[REQUIREMENTS]
1. Please translate this sentence from the video message into French: "The enemy is also methodically shelling and destroying our Kharkiv."
2. Reproduce the passage of the video message starting at "Video-message of His" and ending at "Sisters in Christ!".

Video-message of His Beatitude Sviatoslav. July 31. 158 th day of the war

Sunday, 31 July 2022, 17:11
Glory to Jesus Christ! Dear Brothers and Sisters in Christ!
Today is Sunday 31 July 2022 and for the 158th day the Ukrainian people are shielding their Motherland with their chests, defending their native land, their free, conciliar, independent Ukrainian state.

Again, during the last day and night, the Ukrainian land shuddered from Russian bombs, rocket attacks, and military artillery. Human blood is flowing again. This morning, just a few hours ago, a powerful blow was delivered through an air strike on the city of Mykolayiv, the strongest since the beginning of the war. There is a lot of destruction, a big fire engulfed the city. The enemy is also methodically shelling and destroying our Kharkiv. Every day, our heart bleeds when we pray, remember, and listen to the testimonies of eyewitnesses from this large, million-strong city, the great cultural, intellectual, industrial centre of Ukraine. But the biggest fighting was concentrated in the last hours in the direction of Donetsk, around the city of Bakhmut. And yesterday we heard from the President of Ukraine that our state announced the mandatory evacuation of the civilian population from the Donetsk region. We painfully have to accept this and do everything in order to save people, particularly in the face of the approaching winter period in Ukraine, so that as few people as possible suffer from the murderous hand of the Russian occupier.

[DATA EXTRACT]
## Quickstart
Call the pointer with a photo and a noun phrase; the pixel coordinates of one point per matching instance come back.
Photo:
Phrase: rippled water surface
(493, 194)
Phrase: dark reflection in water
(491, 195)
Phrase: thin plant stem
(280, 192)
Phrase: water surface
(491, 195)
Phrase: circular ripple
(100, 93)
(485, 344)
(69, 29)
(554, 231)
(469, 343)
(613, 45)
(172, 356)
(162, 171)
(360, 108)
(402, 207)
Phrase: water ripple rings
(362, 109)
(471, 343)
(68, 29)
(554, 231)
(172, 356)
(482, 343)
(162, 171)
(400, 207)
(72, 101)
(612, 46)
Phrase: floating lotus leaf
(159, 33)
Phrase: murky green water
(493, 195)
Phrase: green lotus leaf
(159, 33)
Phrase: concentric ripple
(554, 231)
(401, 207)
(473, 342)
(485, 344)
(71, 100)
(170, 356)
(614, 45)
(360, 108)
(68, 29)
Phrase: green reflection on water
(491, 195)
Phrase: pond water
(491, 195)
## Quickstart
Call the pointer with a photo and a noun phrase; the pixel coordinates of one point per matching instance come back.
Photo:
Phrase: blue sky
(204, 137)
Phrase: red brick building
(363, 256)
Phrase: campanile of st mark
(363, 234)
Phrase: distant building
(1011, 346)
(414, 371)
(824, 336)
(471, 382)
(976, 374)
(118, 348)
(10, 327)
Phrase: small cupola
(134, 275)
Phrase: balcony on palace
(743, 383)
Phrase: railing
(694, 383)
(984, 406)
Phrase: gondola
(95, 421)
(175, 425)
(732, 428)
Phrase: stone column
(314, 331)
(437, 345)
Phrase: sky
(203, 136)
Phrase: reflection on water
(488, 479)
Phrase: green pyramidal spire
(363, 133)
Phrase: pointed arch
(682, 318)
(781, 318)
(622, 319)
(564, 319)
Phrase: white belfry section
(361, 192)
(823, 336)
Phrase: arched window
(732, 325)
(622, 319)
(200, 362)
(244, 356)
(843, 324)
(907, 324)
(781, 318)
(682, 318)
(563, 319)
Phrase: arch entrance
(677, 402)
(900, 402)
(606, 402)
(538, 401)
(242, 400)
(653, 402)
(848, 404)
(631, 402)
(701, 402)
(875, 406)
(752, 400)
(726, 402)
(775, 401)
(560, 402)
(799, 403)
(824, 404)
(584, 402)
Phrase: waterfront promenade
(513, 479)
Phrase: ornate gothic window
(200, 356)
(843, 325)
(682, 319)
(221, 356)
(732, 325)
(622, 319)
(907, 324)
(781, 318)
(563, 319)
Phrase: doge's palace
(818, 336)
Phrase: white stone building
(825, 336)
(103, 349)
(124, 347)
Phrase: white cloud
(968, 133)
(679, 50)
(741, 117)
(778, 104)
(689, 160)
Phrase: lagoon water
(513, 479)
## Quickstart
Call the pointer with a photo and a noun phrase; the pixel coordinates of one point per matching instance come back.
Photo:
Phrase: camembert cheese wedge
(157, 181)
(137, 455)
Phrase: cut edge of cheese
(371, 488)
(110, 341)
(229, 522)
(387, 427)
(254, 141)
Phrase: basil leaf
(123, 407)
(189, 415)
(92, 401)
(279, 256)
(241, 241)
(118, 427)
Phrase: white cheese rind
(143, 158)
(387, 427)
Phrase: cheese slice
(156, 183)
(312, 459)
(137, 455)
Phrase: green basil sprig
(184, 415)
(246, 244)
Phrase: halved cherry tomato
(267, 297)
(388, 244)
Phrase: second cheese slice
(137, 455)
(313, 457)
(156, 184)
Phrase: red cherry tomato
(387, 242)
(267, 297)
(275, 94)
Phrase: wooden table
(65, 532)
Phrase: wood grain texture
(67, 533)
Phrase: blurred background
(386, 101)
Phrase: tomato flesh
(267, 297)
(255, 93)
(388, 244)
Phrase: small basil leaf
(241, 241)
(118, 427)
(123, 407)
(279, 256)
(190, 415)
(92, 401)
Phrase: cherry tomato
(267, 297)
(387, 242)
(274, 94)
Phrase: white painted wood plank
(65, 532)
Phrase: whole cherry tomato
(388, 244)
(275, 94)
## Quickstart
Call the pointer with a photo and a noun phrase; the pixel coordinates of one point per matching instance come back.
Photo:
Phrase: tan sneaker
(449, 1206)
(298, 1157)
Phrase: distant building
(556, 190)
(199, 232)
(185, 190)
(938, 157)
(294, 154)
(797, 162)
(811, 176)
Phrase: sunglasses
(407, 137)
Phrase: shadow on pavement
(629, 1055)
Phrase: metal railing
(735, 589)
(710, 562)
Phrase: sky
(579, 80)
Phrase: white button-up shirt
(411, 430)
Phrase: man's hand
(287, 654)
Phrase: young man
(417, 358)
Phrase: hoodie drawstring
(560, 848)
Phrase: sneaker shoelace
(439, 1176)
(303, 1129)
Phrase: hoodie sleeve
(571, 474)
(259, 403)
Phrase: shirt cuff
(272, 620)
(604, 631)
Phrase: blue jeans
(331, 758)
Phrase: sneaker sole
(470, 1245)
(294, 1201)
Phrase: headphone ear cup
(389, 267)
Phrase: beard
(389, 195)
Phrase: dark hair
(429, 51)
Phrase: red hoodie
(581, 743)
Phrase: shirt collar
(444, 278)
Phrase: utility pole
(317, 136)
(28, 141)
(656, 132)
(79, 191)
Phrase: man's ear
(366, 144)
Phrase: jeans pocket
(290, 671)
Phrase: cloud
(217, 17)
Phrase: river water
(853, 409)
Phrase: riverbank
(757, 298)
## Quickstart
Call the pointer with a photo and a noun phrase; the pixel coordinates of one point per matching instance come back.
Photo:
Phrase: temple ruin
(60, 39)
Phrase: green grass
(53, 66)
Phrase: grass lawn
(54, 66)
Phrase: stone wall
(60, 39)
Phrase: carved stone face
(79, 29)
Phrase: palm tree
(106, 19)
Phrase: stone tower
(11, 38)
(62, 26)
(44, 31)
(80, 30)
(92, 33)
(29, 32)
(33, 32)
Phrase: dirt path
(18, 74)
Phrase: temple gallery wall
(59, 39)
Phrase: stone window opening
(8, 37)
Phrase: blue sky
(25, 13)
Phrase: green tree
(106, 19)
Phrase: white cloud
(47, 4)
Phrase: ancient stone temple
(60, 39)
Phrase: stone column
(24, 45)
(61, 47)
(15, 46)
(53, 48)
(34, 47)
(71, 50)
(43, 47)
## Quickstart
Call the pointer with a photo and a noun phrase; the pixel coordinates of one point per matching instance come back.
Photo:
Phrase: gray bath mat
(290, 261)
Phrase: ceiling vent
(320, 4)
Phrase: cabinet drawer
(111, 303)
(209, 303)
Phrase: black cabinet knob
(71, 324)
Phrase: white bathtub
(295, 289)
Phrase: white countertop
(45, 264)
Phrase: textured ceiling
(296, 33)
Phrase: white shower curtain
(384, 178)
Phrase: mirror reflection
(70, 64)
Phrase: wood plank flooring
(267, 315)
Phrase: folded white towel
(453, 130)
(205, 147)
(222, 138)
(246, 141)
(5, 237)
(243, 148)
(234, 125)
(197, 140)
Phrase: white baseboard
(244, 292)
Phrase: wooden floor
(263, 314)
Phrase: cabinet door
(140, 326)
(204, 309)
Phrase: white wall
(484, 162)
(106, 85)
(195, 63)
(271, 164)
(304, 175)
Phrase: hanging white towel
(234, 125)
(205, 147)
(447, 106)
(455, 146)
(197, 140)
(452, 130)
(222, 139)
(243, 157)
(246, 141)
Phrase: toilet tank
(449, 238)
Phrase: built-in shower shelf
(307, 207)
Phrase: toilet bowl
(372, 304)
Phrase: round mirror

[OUTPUTS]
1. L'ennemi bombarde et détruit aussi méthodiquement notre Kharkiv.

2.
Video-message of His Beatitude Sviatoslav. July 31. 158 th day of the war

Sunday, 31 July 2022, 17:11
Glory to Jesus Christ! Dear Brothers and Sisters in Christ!